__What this task involves__: Lay out the items below as a Markdown table with the columns "Row" and "Line", starting with the line containing "Task: Where can the shuttered" and continuing through the end of the items, both ends included, with blank lines omitted.

__Supplied data__:
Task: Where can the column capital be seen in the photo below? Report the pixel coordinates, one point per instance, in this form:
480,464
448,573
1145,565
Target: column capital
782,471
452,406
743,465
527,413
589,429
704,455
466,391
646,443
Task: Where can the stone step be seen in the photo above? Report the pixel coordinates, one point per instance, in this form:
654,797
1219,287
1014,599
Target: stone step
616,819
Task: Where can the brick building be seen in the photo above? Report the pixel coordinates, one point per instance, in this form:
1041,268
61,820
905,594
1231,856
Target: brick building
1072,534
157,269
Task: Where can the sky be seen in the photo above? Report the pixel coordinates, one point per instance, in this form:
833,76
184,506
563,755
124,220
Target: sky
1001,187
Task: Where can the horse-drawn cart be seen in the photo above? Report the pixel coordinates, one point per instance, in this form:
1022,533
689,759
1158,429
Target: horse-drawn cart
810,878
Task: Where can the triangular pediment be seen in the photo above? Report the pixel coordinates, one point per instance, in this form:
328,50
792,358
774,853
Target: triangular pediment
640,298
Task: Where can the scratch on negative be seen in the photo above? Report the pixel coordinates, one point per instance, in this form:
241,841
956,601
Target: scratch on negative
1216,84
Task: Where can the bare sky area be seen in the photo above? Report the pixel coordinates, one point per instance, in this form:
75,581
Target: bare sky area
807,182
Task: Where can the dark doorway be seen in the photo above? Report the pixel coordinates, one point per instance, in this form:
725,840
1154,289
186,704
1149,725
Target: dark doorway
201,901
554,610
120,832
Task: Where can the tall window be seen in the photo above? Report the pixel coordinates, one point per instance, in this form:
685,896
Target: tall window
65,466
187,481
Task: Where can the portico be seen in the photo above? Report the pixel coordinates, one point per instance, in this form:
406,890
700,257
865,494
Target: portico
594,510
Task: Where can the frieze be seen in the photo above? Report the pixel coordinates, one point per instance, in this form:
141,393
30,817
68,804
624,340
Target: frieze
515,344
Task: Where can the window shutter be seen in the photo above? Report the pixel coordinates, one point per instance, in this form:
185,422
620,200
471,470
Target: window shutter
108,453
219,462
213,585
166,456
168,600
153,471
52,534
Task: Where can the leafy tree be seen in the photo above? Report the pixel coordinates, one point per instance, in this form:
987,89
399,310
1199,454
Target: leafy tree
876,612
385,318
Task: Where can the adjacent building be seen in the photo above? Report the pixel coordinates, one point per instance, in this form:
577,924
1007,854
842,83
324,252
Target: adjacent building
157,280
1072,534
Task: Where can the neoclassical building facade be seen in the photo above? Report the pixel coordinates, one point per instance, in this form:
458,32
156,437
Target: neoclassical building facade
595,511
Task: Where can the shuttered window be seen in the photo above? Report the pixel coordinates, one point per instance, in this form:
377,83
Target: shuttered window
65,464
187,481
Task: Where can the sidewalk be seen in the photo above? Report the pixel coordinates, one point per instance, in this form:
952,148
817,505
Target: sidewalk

__Reply__:
| Row | Line |
|---|---|
| 1 | Task: Where can the shuttered window be seen in the photo above? Report the pixel coordinates, one point per instance, in this form: |
| 2 | 377,83 |
| 3 | Target: shuttered window |
| 4 | 65,464 |
| 5 | 187,481 |
| 6 | Task: Where can the sidewalk be seen in the photo above? Report the pixel coordinates, one point per instance, in this form: |
| 7 | 952,148 |
| 8 | 817,505 |
| 9 | Target: sidewalk |